» Excerpt to read
--------
Whenever a fugitive from slavery arrived in the black settlement of Buxton, Ont., by way of the Underground Railroad to find freedom in Canada, a large bell housed in the community’s Mission church would ring out in joyous celebration.
At the ceremony on March 25 to mark the opening of the Harriet Tubman Institute for Research on the Global Migrations of African Peoples, a replica of the historic Buxton Liberty Bell will be rung. This act at the inauguration of York’s new institute devoted to studying, preserving and promoting the history of the black diaspora will be rife with significant symbolism.
Right: Replica of the Buxton Liberty Bell. Photo courtesy of the Ministry of Citizenship & Immigration.
“The bell is a powerful symbol of freedom,” says Professor Paul Lovejoy, the director of the Tubman Institute and a research professor in York’s Department of History. “The whole community could hear it when someone arrived safely in Buxton,” he says, noting also that it was also rung “every morning and night in the community so that people would stop and pause and remember those who are still in slavery.”
--------
» Records
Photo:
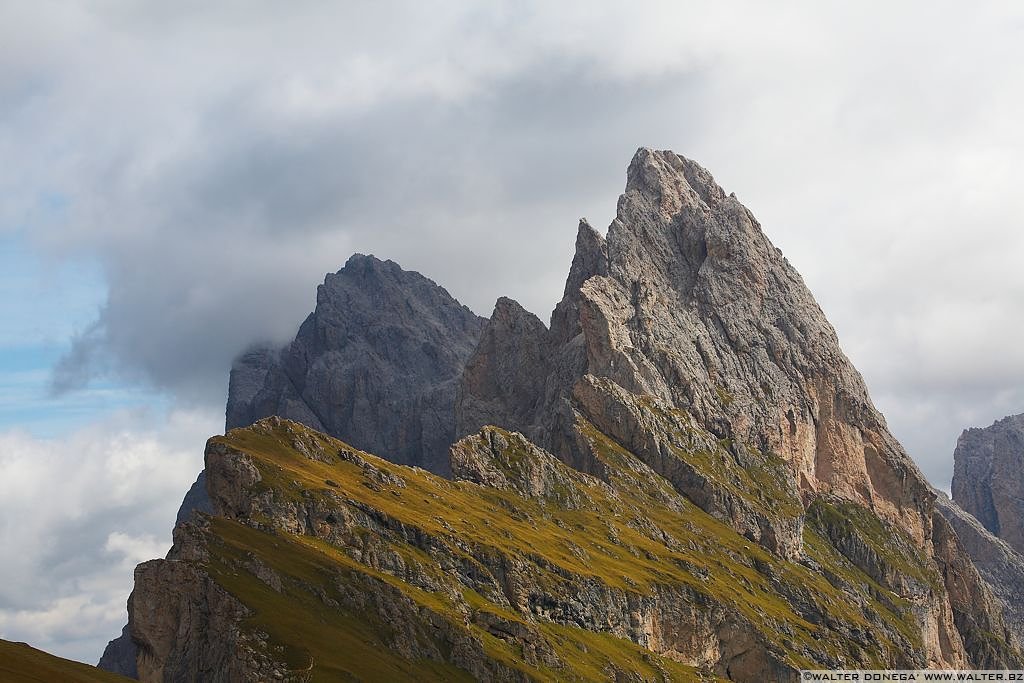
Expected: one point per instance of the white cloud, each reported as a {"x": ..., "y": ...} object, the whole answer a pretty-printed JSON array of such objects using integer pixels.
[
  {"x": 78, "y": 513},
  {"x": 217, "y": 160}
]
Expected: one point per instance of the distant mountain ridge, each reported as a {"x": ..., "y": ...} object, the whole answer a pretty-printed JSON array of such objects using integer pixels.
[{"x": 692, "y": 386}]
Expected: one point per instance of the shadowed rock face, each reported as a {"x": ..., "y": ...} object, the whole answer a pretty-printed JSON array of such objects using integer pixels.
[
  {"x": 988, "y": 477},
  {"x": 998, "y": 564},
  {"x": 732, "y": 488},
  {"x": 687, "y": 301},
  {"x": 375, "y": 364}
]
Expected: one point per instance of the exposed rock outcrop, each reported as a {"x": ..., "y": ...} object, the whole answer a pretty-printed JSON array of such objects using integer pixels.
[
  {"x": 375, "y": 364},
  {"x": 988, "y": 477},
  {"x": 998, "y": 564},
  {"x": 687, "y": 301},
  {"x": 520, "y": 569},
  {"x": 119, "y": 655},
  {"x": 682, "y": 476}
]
--------
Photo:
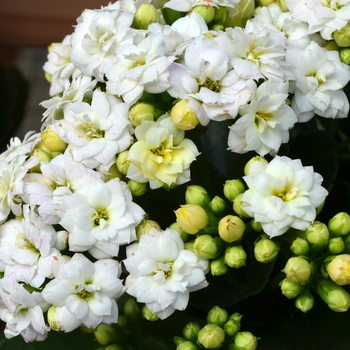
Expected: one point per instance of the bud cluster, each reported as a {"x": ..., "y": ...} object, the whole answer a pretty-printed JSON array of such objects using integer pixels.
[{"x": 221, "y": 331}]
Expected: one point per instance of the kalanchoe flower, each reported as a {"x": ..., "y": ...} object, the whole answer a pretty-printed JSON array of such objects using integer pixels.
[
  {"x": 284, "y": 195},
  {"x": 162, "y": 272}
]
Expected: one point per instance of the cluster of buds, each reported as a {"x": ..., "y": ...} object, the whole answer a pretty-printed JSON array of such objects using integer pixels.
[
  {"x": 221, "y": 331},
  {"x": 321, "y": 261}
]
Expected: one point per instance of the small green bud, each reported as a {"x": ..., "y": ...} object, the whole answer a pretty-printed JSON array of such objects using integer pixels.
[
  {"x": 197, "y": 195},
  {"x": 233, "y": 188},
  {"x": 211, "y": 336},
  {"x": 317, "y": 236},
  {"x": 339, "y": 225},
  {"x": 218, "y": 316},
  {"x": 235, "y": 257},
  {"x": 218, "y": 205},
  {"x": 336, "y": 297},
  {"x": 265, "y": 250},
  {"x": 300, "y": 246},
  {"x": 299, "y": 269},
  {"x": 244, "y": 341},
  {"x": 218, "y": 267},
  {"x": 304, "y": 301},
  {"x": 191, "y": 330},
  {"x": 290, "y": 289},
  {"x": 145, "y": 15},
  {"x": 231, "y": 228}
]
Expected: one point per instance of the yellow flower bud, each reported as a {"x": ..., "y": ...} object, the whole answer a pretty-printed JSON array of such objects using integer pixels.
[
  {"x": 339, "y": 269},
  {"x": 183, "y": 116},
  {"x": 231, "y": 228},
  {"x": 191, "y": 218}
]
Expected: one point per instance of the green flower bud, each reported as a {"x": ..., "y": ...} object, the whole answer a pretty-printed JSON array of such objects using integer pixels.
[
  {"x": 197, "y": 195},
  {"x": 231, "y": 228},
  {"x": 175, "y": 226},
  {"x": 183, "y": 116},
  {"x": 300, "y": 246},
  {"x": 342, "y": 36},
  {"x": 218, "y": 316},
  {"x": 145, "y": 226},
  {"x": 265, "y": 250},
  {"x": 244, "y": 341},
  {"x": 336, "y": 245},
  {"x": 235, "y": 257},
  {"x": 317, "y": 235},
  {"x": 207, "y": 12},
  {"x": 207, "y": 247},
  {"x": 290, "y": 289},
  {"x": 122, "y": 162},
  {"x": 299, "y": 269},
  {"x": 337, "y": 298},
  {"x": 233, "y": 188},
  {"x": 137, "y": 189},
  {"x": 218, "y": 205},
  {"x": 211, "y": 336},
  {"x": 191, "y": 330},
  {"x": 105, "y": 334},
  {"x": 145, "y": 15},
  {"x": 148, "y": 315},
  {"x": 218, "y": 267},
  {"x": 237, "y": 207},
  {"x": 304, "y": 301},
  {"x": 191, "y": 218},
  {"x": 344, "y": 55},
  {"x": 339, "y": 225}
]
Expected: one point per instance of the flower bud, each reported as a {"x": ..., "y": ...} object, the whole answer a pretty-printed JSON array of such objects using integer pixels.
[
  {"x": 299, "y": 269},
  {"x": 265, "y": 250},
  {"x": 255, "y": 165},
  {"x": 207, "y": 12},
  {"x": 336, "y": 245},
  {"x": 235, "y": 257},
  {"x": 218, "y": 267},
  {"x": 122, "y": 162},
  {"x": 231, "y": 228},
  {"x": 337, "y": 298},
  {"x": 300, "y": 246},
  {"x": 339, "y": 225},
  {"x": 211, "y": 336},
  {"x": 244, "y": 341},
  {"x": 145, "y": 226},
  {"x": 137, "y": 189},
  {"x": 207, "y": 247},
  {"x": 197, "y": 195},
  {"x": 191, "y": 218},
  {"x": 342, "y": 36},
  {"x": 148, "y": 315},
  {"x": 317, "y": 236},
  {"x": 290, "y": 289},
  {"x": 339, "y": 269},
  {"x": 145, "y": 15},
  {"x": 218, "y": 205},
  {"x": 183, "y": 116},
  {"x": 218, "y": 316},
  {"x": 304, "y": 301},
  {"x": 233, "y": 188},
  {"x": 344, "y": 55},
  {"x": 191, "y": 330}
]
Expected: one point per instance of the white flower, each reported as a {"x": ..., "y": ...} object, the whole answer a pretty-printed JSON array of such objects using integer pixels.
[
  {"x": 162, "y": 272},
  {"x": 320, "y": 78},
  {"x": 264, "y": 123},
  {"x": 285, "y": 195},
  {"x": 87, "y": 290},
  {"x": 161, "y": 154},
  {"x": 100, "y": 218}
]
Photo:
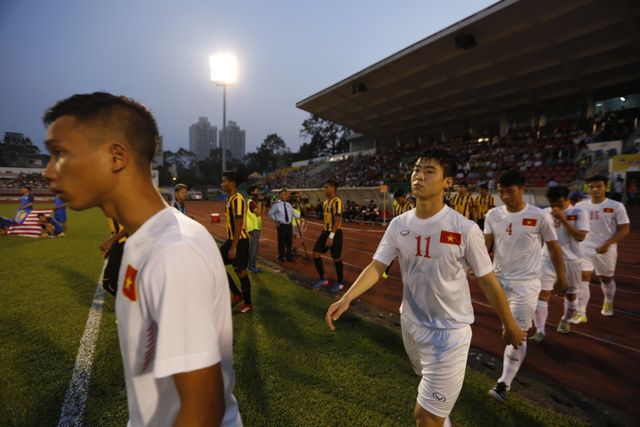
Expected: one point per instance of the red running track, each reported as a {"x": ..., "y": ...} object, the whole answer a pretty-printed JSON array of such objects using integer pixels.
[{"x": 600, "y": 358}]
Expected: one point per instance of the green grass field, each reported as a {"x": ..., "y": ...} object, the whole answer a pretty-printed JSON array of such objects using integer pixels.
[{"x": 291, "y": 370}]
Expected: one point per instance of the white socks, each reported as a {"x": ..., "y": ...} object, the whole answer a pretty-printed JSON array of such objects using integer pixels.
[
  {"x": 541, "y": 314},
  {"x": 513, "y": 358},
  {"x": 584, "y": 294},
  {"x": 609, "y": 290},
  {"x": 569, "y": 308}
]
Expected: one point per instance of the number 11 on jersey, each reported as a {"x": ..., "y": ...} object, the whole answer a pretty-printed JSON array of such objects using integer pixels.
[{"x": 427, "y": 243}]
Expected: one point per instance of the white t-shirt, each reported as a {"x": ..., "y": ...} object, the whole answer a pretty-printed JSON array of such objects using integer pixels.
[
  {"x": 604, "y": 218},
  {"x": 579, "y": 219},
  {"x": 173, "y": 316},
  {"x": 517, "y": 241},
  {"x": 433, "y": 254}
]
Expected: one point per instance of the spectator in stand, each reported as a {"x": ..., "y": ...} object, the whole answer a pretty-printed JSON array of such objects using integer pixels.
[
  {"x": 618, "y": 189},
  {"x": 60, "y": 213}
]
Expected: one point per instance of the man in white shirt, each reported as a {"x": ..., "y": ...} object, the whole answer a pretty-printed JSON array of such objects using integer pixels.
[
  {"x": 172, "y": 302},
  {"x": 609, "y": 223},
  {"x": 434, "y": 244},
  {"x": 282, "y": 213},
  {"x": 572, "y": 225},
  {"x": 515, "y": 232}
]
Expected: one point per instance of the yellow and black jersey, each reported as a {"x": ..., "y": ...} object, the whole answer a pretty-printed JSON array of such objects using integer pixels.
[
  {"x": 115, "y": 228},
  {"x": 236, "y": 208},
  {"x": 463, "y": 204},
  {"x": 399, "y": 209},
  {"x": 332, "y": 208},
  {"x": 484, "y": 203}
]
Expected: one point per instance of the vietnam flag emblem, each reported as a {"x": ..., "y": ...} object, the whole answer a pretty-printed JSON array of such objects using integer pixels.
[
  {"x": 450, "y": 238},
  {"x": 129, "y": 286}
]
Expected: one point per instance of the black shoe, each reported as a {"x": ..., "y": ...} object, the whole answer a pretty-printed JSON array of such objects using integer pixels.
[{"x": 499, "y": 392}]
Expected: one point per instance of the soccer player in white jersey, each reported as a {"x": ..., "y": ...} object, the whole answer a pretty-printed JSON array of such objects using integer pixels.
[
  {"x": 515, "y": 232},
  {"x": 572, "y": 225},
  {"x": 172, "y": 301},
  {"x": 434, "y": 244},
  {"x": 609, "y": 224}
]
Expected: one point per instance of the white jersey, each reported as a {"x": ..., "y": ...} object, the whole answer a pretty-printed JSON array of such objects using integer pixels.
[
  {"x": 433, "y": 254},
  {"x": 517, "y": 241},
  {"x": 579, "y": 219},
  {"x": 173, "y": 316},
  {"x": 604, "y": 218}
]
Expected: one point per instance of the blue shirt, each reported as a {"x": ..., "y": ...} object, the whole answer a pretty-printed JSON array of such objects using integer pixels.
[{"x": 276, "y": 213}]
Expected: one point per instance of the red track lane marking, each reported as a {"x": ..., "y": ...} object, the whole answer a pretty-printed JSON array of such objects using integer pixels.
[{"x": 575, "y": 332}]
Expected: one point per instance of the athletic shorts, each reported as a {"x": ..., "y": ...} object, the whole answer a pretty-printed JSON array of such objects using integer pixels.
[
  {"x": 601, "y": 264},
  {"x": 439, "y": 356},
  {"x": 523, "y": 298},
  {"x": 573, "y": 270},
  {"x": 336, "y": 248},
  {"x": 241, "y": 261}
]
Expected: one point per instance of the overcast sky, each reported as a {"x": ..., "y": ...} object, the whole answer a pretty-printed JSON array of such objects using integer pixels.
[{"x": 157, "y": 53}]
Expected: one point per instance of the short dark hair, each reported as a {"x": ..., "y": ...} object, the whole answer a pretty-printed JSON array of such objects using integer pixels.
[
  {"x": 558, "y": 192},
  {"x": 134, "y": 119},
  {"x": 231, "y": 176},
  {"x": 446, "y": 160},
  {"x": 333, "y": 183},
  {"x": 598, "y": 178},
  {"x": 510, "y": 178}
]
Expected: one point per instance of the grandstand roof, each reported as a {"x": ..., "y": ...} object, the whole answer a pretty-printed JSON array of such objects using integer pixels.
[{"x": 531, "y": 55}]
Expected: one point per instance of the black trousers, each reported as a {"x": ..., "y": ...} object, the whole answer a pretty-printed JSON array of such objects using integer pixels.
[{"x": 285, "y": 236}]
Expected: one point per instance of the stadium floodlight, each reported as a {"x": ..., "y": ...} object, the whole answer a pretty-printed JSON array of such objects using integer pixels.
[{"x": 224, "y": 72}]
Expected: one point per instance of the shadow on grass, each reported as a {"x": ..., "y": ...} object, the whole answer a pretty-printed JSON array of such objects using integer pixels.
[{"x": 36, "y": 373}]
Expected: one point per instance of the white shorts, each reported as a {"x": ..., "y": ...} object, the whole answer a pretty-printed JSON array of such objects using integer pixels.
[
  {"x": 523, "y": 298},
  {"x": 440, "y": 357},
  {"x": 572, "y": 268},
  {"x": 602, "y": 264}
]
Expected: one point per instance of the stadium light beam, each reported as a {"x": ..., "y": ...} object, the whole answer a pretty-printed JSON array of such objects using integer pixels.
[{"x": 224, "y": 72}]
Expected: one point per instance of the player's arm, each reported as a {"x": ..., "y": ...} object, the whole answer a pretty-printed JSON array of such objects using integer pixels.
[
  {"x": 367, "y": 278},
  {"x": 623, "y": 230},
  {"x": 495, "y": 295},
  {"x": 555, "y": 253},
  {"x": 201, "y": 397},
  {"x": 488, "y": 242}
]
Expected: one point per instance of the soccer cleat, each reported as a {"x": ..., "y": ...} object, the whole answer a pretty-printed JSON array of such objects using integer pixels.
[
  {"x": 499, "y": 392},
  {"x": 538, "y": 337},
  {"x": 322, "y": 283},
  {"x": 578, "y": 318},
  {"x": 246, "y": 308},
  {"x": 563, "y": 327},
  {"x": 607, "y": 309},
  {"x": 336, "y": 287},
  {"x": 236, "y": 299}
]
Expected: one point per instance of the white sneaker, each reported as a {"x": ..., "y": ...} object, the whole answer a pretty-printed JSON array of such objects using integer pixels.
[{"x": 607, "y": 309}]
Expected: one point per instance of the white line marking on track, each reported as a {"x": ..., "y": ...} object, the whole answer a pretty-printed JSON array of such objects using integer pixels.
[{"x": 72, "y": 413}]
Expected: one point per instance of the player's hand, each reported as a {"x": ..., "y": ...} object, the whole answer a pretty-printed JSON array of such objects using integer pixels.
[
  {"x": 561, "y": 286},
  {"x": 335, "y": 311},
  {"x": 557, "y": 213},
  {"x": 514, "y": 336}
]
--------
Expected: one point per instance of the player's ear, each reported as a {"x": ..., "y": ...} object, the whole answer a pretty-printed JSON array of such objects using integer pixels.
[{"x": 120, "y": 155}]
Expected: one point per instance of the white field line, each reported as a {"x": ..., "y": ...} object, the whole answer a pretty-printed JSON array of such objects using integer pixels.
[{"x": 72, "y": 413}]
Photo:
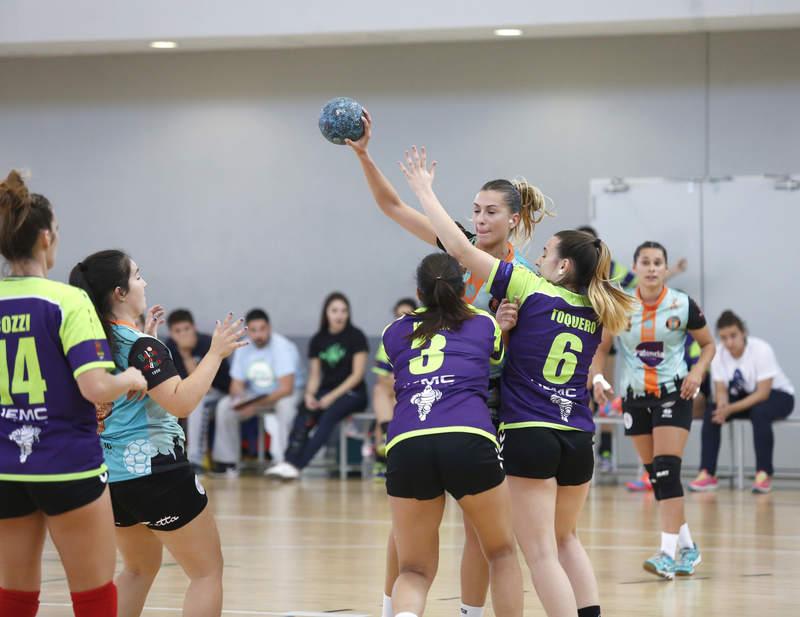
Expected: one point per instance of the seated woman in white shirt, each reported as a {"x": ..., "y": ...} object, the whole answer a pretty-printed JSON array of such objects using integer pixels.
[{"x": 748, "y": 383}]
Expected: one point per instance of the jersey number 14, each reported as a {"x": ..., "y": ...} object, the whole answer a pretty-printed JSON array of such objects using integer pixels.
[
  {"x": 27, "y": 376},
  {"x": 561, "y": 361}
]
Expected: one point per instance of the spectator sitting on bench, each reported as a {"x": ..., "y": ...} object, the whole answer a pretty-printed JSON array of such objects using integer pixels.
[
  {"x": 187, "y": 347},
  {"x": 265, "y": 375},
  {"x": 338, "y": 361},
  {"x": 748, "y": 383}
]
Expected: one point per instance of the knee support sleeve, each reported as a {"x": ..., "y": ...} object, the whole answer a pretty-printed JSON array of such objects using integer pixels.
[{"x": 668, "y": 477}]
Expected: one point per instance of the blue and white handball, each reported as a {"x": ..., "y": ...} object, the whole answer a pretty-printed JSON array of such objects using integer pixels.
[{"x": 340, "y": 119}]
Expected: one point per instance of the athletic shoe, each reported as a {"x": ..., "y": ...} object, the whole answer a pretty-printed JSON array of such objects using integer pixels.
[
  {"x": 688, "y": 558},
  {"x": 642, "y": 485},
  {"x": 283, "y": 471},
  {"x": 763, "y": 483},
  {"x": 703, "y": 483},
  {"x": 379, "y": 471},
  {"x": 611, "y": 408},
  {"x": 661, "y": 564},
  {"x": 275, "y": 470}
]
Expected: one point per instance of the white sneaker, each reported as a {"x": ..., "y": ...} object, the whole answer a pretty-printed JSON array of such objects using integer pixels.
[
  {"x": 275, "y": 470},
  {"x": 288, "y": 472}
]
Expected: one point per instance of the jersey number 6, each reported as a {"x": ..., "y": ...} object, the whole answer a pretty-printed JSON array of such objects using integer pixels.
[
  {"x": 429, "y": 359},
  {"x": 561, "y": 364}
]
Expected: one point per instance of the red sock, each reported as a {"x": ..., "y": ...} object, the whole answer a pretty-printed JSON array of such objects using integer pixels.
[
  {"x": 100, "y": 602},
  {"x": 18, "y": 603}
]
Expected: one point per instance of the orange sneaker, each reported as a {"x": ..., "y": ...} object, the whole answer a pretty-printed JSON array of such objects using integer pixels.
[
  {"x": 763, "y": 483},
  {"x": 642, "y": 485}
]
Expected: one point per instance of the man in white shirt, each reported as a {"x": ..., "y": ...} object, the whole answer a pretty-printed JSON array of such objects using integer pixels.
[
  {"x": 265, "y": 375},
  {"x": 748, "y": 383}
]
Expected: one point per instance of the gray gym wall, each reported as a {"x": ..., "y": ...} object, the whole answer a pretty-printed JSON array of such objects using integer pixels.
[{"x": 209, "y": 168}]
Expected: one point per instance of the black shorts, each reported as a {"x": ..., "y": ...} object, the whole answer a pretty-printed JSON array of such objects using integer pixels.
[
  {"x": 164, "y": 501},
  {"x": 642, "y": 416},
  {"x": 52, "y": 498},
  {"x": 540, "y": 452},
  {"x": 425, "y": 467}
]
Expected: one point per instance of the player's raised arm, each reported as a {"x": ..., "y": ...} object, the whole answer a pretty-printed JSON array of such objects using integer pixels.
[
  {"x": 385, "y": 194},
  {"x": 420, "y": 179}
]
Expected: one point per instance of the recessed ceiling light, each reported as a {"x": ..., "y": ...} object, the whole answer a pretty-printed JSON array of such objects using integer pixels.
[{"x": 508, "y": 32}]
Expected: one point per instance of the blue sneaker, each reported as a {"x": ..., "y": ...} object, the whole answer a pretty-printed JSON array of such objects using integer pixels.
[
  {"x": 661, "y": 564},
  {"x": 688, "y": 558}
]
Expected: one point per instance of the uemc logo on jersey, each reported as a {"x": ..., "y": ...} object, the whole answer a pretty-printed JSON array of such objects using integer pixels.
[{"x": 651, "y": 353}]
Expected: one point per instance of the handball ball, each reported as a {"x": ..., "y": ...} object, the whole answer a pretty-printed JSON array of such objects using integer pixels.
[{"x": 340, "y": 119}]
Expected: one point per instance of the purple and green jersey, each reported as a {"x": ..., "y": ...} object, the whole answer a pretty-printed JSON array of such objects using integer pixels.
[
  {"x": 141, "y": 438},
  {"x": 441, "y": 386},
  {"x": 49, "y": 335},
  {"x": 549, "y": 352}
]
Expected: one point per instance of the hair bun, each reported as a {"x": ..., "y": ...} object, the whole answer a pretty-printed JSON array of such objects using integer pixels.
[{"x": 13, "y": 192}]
--------
» How to complete this task
For each statement, say yes or no according to the text about the Buxton Liberty Bell, and quote the words from it that decide the answer.
1. A replica of the bell will be rung at the ceremony on March 25.
2. The bell in Buxton was rung only when someone escaping slavery arrived.
3. Paul Lovejoy is a research professor in York's Department of History.
The data stands apart from the text about the Buxton Liberty Bell.

» Result for this exercise
1. Yes: "At the ceremony on March 25 to mark the opening of the Harriet Tubman Institute for Research on the Global Migrations of African Peoples, a replica of the historic Buxton Liberty Bell will be rung."
2. No: "every morning and night in the community so that people would stop and pause and remember those who are still in slavery."
3. Yes: "a research professor in York’s Department of History"